3. The petitioner seeks:
(i) declarator that the petitioner is entitled to Indefinite Leave to Remain in the United Kingdom...
4. The petitioner challenges the said decisions on the following grounds...
6. On 29th May 2009 representations were made on the petitioner's behalf that he be allowed to remain in the United Kingdom. Those representations should have been answered by 19th July 2011, but were not responded to until 14th November 2011...
7. In failing to fully consider the petitioner's application by 19th July 2011 (at which time he would have been entitled to indefinite leave to remain ("ILR") the Secretary of State breached the petitioner's legitimate expectation that his claim would be considered under the Secretary of State's policy seeking to address the backlog of asylum cases, where failed asylum seekers were not removed or granted Leave to Remain...
11. As part of a programme to reform the Home Office the Home Secretary announced that the backlog of cases would be dealt with within five years. He made statements in the House of Commons and elsewhere in respect of that timeframe..."
The averments then made reference to the statements already described and continued:
"14. The Secretary of State decided to transfer what was then an unknown number of unresolved cases...to...the Casework Resolution Directorate ("CRD")...
15. ...When it reviewed a case the CRD would begin by considering the Immigration Rule 395C factors set out in Chapter 53 of the "Enforcement Instructions and Guidance". In practice Immigration Rule 395C provided that before a decision to remove was made in any "Legacy Case" regard will be had to all the relevant factors known to the Secretary of State. The Secretary of State published and frequently revised Chapter 53 of the Enforcement Instructions and Guidance ("EIG"). Its purpose was stated to be to provide case workers with clarification on the "relevant factors" in Immigration Rule 395C...
16. Immigration Rule 395C ... did not prescribe the length of time for which leave to remain in the United Kingdom should be granted if the Secretary of State decided not to remove. For a period prior to 21 July 2011 Chapter 53 of the EIG and the associated policies on Discretionary Leave to Remain indicated that Indefinite Leave to Remain should be granted to a person it had been decided not to remove...Subsequent versions of Chapter 53 did not specify the length of time for which leave to remain in the United Kingdom should be granted if the Secretary of State decided not to remove, but staff were or should have been aware of the previous indication that such a decision should normally lead to a grant of Indefinite Leave to Remain. When it decided not to remove following a consideration of the factors in Chapter 53 the CRD would in the vast majority of cases throughout its existence grant the person concerned ... Indefinite Leave to Remain ...

• Written instruction A:
Answer from the petition excerpt:
(i) On what date were representations made on the petitioner's behalf?
(ii) Within how many years did the Home Secretary announce the backlog of cases would be dealt with?
(iii) To which directorate did the Secretary of State decide to transfer unresolved cases?
• Written instruction B: Please quote the petition excerpt between "3. The petitioner" and "Leave to Remain...", inclusive.
The records that come next aren't needed.

(Records from a point labeling set)
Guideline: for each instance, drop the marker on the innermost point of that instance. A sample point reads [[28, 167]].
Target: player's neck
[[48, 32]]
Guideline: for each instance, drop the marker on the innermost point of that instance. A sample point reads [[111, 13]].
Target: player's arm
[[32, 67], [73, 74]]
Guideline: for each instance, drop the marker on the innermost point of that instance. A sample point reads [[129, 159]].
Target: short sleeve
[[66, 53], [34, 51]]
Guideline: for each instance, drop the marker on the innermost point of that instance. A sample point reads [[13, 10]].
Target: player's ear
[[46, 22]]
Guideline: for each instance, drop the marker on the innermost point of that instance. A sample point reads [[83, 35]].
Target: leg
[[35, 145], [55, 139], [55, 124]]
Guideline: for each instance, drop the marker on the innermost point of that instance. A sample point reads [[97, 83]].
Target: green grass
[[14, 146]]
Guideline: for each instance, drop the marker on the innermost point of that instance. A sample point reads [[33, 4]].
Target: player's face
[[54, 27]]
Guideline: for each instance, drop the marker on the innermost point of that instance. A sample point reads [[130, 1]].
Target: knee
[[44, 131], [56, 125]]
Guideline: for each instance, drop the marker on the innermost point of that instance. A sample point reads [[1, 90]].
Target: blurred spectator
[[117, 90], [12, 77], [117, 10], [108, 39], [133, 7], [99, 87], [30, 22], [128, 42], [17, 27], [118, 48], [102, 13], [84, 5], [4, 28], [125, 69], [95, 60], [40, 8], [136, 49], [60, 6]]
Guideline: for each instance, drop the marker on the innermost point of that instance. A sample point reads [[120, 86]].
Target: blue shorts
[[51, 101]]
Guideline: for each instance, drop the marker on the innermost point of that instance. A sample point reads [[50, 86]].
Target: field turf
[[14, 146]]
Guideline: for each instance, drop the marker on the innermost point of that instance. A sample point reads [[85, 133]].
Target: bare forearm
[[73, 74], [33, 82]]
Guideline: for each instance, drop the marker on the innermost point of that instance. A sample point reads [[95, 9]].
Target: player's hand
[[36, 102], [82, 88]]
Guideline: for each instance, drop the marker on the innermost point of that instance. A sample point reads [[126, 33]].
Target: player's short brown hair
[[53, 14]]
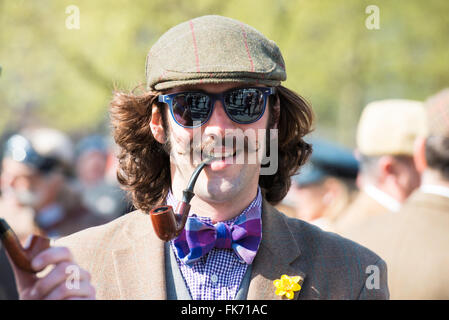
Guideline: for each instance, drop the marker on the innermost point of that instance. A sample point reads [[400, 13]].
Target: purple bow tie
[[243, 236]]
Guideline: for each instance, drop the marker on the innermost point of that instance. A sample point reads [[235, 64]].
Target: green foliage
[[64, 78]]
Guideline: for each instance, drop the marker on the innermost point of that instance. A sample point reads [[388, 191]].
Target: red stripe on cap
[[195, 47], [246, 46]]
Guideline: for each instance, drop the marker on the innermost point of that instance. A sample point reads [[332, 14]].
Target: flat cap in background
[[390, 127]]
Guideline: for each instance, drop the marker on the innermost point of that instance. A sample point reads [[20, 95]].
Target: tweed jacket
[[126, 260], [415, 244]]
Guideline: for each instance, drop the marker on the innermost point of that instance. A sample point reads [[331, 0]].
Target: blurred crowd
[[390, 194], [53, 186]]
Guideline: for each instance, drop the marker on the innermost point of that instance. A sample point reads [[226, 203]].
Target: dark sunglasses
[[193, 108]]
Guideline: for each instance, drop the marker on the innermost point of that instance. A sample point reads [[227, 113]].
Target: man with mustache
[[203, 76]]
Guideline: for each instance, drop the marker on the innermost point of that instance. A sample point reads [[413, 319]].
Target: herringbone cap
[[213, 49]]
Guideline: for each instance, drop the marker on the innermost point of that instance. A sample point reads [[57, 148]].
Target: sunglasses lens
[[191, 109], [245, 105]]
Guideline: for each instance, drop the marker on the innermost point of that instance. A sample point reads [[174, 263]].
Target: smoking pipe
[[21, 256], [166, 223]]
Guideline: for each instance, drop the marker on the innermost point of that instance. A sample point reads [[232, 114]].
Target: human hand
[[65, 281]]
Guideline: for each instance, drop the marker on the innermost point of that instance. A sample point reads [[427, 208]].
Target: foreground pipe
[[166, 223], [21, 256]]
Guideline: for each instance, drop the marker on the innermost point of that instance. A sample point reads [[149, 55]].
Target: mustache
[[237, 144]]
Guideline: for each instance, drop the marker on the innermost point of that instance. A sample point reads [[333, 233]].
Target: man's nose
[[219, 121]]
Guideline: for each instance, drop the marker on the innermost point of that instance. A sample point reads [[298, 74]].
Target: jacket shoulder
[[320, 242], [87, 244]]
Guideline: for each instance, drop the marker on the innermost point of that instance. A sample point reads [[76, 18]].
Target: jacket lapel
[[277, 252], [139, 265]]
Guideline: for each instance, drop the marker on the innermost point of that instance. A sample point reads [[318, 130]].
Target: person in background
[[415, 241], [101, 195], [8, 289], [325, 186], [385, 135], [37, 174]]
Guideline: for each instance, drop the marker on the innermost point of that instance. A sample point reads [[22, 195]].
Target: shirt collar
[[435, 189], [383, 198]]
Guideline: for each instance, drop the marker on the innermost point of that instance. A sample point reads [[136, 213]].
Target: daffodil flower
[[287, 286]]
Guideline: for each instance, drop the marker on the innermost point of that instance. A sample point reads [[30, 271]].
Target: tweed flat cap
[[437, 108], [390, 127], [213, 49]]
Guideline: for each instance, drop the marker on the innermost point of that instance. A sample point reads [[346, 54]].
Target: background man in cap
[[213, 76], [385, 135], [415, 241], [324, 186]]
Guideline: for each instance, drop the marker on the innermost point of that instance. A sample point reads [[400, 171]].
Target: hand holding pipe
[[19, 255], [166, 223]]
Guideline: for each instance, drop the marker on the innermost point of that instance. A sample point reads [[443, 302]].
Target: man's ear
[[157, 126], [419, 154], [276, 110]]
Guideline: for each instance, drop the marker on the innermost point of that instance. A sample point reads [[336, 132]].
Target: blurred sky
[[61, 77]]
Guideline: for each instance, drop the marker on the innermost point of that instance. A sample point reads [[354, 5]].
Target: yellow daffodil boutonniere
[[287, 285]]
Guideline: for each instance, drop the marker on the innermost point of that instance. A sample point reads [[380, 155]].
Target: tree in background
[[63, 77]]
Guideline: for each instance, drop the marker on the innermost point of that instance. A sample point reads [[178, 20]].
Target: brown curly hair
[[144, 163]]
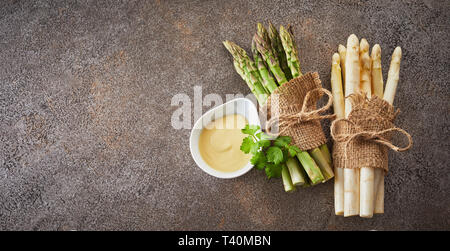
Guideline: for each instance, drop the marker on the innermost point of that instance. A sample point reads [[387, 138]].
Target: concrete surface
[[85, 98]]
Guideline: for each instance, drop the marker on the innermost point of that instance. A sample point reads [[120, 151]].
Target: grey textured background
[[85, 92]]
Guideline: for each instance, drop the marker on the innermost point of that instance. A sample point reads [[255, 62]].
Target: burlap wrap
[[292, 108], [363, 139]]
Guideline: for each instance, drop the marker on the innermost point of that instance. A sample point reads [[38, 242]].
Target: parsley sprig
[[269, 153]]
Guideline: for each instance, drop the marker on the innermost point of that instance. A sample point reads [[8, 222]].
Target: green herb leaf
[[273, 171], [274, 155], [266, 137], [255, 148]]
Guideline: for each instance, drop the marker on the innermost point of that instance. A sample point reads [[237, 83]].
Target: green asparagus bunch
[[276, 54]]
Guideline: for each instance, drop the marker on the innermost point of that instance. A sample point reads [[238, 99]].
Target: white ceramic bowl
[[242, 106]]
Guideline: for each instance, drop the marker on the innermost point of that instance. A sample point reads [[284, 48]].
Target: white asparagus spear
[[377, 75], [367, 174], [342, 52], [352, 74], [377, 89], [339, 110], [389, 95], [393, 76], [365, 61]]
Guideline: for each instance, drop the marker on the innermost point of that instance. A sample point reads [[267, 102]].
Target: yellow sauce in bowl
[[220, 141]]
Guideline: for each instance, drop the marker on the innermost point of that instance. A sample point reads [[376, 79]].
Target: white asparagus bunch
[[339, 110], [360, 191]]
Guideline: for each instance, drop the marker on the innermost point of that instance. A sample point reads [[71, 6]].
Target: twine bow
[[375, 136], [288, 120]]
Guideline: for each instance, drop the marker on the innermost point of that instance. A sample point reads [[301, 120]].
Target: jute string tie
[[375, 136]]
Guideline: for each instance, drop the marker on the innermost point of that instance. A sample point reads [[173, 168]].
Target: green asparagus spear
[[267, 79], [287, 182], [245, 67], [291, 52], [267, 54], [278, 48]]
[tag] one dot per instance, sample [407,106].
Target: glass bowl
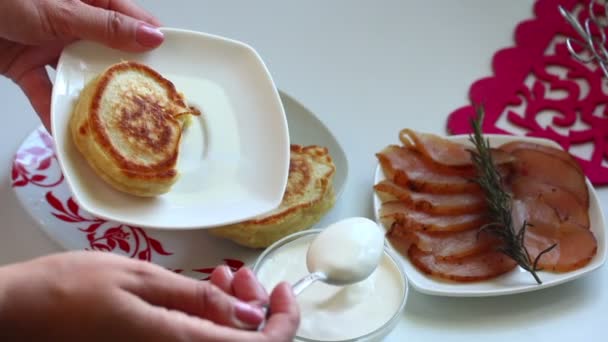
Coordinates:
[377,333]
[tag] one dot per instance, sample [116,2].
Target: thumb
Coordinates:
[164,288]
[105,26]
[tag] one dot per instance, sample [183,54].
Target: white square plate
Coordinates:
[234,159]
[518,280]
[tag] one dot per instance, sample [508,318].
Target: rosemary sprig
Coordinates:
[499,203]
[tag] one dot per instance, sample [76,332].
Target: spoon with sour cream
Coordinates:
[344,253]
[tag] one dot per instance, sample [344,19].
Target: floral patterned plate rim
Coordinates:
[41,189]
[517,280]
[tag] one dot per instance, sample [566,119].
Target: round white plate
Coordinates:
[41,188]
[518,280]
[235,155]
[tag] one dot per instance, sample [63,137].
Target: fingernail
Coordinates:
[148,36]
[249,315]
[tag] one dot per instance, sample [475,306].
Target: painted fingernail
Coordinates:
[249,315]
[148,36]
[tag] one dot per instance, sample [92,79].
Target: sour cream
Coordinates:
[330,313]
[347,251]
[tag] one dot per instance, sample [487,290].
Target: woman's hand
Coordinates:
[101,296]
[34,32]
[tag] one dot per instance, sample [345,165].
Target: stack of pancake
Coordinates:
[128,123]
[308,196]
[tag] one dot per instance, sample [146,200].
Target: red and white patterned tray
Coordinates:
[39,185]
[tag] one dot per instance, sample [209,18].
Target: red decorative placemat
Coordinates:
[538,89]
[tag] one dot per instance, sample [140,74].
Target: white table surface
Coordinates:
[367,69]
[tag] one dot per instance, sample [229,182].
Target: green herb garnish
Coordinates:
[499,203]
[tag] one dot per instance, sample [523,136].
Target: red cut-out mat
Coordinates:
[539,89]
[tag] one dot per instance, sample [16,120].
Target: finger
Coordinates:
[222,278]
[152,323]
[164,288]
[106,26]
[247,288]
[131,9]
[285,315]
[36,85]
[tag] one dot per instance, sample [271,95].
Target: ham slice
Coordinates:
[549,169]
[565,205]
[409,219]
[558,153]
[447,153]
[406,167]
[431,203]
[475,267]
[575,247]
[445,246]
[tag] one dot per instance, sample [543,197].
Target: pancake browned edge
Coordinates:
[128,124]
[308,196]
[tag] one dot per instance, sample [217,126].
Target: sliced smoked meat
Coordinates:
[445,246]
[454,204]
[556,152]
[549,169]
[406,167]
[575,247]
[409,219]
[564,204]
[475,267]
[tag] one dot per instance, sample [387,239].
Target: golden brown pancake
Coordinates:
[308,196]
[127,124]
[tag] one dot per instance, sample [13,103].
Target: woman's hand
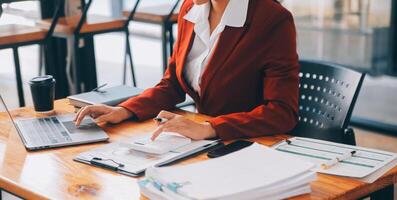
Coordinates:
[182,125]
[103,114]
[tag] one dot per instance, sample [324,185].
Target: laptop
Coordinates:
[55,131]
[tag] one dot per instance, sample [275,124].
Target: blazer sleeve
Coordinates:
[279,111]
[164,96]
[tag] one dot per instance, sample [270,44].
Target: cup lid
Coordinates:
[42,79]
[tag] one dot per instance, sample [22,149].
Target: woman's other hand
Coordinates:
[103,114]
[186,127]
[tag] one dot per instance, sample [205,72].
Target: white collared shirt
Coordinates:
[204,43]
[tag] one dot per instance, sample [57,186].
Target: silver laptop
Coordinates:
[55,131]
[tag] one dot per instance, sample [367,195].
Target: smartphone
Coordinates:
[230,148]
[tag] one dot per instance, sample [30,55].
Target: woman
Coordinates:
[237,59]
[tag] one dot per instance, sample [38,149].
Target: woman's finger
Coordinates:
[77,114]
[85,111]
[103,119]
[166,115]
[156,132]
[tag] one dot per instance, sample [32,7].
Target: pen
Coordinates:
[337,160]
[99,87]
[160,119]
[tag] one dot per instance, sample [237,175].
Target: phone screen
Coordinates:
[232,147]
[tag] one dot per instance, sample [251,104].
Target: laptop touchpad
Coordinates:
[85,124]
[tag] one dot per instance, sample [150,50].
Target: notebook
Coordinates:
[110,96]
[120,157]
[255,172]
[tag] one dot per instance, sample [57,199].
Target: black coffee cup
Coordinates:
[43,92]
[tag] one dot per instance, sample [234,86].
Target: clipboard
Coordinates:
[119,157]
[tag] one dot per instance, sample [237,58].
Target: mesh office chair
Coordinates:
[328,93]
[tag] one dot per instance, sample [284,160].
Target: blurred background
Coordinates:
[356,33]
[360,34]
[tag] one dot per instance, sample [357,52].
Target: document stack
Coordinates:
[361,163]
[255,172]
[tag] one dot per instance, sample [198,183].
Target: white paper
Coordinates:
[137,161]
[164,143]
[252,168]
[362,164]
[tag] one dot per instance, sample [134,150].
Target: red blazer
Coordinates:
[250,85]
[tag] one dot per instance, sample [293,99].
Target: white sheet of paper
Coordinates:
[364,163]
[248,169]
[165,142]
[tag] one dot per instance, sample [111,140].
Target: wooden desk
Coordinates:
[53,174]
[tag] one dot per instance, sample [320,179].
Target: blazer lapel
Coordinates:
[228,39]
[227,42]
[185,46]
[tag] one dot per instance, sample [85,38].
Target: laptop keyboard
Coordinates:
[44,131]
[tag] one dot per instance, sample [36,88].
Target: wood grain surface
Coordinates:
[52,174]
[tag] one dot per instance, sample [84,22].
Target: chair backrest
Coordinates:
[328,93]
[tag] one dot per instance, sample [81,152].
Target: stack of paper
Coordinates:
[366,164]
[255,172]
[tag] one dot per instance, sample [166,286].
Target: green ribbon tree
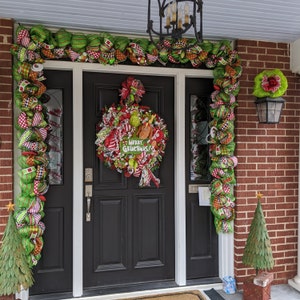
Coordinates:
[258,251]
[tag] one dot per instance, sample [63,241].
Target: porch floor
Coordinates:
[278,292]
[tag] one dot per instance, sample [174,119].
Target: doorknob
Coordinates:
[88,210]
[88,195]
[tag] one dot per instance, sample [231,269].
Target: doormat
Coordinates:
[213,295]
[188,295]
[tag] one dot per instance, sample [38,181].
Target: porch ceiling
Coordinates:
[268,20]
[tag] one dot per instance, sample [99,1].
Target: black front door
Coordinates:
[130,237]
[53,273]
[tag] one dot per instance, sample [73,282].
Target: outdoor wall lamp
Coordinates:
[269,109]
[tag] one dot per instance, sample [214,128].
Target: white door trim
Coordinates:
[226,262]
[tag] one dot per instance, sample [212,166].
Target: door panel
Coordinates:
[53,273]
[130,238]
[202,240]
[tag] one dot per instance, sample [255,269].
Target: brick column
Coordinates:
[6,123]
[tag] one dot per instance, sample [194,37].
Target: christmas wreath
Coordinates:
[131,138]
[270,83]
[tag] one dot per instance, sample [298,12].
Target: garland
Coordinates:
[131,138]
[36,44]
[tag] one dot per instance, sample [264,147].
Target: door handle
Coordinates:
[88,209]
[88,195]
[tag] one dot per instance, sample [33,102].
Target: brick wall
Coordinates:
[268,161]
[6,123]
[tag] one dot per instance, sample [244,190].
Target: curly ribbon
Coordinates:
[221,137]
[32,131]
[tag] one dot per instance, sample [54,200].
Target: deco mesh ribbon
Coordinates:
[131,138]
[32,131]
[36,44]
[222,145]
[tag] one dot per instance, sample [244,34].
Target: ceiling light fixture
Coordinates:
[175,19]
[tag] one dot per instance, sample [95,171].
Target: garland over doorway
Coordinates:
[36,44]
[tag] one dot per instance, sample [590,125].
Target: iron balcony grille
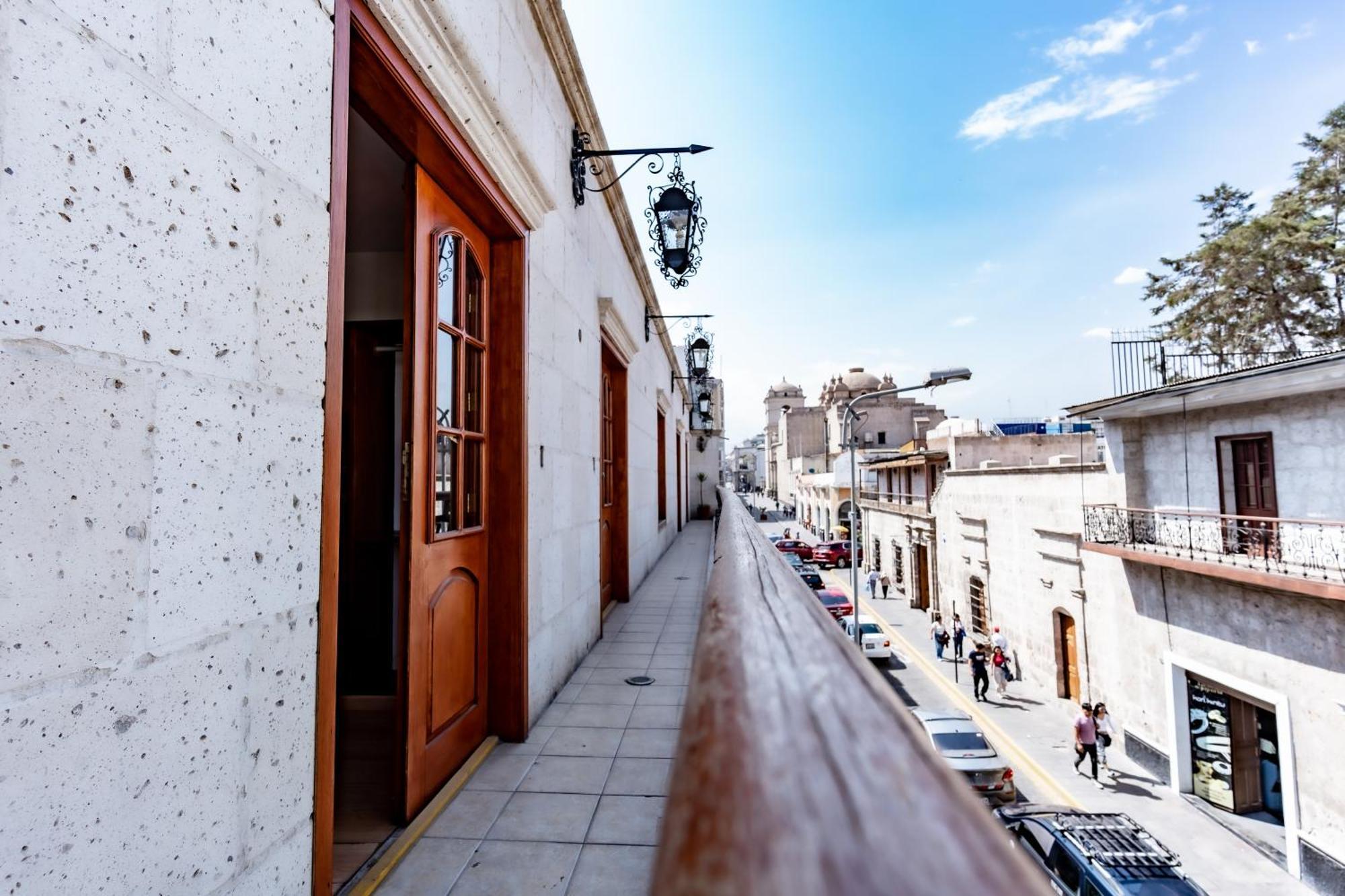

• Final answer A:
(i) 29th May 2009
(ii) Five years
(iii) The Casework Resolution Directorate ("CRD")

• Final answer B:
3. The petitioner seeks:
(i) declarator that the petitioner is entitled to Indefinite Leave to Remain in the United Kingdom...
4. The petitioner challenges the said decisions on the following grounds...
6. On 29th May 2009 representations were made on the petitioner's behalf that he be allowed to remain in the United Kingdom. Those representations should have been answered by 19th July 2011, but were not responded to until 14th November 2011...
7. In failing to fully consider the petitioner's application by 19th July 2011 (at which time he would have been entitled to indefinite leave to remain ("ILR") the Secretary of State breached the petitioner's legitimate expectation that his claim would be considered under the Secretary of State's policy seeking to address the backlog of asylum cases, where failed asylum seekers were not removed or granted Leave to Remain...